● DATASET
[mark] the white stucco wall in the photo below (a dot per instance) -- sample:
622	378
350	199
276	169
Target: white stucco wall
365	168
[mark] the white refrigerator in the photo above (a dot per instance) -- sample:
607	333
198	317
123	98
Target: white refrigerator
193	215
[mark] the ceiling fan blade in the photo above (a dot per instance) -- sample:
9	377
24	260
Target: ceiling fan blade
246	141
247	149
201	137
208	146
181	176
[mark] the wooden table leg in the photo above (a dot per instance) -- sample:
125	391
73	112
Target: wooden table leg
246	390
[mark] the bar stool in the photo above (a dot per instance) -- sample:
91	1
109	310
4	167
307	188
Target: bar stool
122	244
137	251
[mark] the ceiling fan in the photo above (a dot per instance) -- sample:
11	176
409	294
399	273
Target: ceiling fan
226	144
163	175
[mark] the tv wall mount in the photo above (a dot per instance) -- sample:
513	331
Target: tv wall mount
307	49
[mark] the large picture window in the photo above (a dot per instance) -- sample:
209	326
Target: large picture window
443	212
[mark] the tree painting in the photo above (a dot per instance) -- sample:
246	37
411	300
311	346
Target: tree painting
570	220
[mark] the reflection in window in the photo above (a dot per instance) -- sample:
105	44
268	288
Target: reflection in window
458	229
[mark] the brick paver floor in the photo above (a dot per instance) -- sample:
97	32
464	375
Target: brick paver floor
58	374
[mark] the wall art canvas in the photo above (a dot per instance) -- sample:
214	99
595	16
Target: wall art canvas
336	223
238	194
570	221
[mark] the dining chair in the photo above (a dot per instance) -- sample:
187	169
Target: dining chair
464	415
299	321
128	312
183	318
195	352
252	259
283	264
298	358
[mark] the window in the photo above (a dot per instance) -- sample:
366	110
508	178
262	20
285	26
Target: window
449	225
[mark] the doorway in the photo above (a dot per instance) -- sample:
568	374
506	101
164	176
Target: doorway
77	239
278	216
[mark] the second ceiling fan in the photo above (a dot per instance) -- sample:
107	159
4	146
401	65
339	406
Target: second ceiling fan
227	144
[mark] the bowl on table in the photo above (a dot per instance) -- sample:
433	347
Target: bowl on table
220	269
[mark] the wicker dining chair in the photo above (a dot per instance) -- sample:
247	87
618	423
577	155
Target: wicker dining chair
---
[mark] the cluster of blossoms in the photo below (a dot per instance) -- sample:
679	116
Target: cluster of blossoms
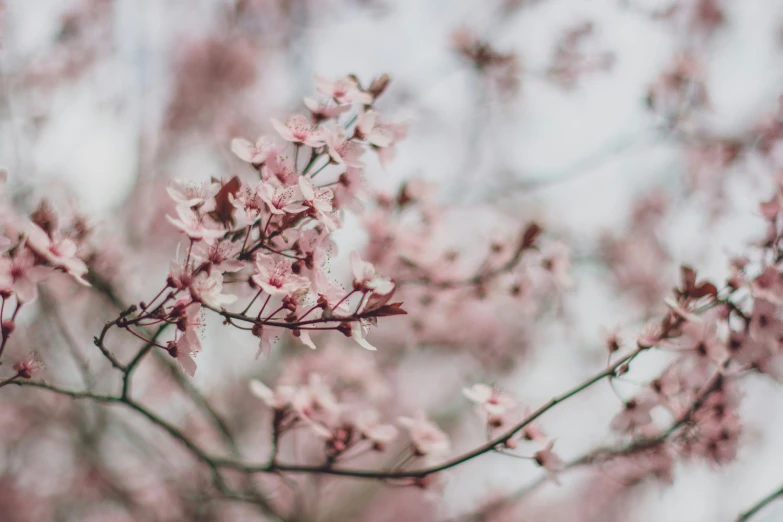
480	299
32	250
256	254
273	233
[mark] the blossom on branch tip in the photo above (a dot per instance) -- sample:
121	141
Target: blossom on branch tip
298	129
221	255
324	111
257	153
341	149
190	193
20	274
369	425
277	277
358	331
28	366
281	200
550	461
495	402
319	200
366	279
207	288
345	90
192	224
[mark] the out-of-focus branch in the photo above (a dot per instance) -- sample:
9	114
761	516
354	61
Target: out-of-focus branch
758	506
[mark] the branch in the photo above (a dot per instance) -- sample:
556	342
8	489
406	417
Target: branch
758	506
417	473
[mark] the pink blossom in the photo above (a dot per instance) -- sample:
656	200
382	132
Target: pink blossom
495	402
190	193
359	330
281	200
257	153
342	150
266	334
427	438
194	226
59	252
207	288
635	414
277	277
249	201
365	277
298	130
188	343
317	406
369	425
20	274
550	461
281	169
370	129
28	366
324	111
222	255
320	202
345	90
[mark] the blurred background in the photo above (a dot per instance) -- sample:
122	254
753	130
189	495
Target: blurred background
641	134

● YOUR OBJECTIVE
Each line above with the string "wicker" should be reported in full.

● OUTPUT FOR THIS EXERCISE
[mark] the wicker dining chair in the photo above (a dot per instance) -- sample:
Target: wicker dining chair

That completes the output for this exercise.